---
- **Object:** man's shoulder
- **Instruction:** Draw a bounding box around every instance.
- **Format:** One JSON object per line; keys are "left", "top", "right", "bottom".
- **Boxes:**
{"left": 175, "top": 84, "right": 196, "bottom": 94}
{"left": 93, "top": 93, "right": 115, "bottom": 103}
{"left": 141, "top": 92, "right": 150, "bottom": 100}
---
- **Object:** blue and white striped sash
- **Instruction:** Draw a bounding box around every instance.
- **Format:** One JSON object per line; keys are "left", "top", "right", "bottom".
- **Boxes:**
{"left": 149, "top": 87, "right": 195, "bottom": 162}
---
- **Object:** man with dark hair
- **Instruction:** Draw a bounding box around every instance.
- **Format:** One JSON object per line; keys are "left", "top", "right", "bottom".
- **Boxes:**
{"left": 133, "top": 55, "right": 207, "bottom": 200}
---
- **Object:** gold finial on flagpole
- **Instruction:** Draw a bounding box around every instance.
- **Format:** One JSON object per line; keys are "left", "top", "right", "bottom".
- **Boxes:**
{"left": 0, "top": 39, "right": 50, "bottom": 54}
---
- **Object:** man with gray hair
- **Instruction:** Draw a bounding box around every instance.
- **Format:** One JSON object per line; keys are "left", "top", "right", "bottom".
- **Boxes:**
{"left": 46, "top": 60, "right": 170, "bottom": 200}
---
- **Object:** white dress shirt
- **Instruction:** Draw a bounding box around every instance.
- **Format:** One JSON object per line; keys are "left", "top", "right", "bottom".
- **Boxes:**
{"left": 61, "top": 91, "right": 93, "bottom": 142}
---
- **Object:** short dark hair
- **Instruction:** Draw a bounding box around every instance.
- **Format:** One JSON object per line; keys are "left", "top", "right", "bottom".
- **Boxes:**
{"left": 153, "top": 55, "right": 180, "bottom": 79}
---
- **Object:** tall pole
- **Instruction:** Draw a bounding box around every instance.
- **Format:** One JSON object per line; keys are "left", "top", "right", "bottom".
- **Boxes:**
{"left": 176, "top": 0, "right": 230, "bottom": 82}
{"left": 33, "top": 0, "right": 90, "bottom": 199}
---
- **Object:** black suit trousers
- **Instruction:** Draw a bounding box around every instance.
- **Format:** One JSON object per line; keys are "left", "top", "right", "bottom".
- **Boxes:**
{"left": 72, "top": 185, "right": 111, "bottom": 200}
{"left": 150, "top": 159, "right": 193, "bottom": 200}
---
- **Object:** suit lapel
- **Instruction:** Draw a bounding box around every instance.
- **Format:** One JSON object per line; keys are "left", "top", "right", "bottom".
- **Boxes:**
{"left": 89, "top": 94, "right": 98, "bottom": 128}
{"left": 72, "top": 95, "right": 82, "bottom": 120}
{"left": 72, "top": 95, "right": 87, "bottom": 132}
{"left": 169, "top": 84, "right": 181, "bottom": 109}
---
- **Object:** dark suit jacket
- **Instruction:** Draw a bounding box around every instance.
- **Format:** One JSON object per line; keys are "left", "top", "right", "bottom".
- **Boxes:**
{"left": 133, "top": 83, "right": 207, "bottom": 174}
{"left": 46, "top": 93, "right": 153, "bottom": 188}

•••••

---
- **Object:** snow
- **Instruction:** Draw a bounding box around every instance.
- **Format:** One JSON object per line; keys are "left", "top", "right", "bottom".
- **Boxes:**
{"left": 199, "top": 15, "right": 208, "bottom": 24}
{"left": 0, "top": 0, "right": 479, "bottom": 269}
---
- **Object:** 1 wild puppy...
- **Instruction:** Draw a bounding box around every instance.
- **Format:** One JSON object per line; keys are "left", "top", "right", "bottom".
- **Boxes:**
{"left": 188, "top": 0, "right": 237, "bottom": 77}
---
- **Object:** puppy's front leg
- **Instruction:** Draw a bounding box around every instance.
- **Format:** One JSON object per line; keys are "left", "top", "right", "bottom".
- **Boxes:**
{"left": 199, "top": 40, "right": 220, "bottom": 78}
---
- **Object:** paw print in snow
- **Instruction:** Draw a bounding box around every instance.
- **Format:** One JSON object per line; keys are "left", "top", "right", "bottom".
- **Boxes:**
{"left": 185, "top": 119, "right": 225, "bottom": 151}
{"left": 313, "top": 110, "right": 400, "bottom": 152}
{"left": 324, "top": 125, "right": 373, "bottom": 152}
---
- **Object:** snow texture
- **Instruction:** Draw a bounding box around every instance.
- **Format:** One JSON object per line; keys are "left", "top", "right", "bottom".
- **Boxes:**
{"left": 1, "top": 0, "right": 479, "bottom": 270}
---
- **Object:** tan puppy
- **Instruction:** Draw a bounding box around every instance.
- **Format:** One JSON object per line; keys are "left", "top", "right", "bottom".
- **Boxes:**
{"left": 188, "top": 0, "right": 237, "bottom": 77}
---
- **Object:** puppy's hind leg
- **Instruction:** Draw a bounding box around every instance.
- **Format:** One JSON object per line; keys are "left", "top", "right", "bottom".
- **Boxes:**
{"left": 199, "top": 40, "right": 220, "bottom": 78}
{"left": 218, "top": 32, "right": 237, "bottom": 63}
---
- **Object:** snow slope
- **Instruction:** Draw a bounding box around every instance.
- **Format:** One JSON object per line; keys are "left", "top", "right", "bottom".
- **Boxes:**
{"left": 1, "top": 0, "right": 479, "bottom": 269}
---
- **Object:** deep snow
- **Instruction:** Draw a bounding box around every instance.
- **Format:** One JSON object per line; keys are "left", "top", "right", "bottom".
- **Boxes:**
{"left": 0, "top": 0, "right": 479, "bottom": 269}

•••••

◆ **Instructions to follow**: Every line above that holds the word "suit" is to be found and copied.

◆ **Expected output**:
- **Object:** black suit trousers
- **Object:** suit lapel
- **Object:** dark suit jacket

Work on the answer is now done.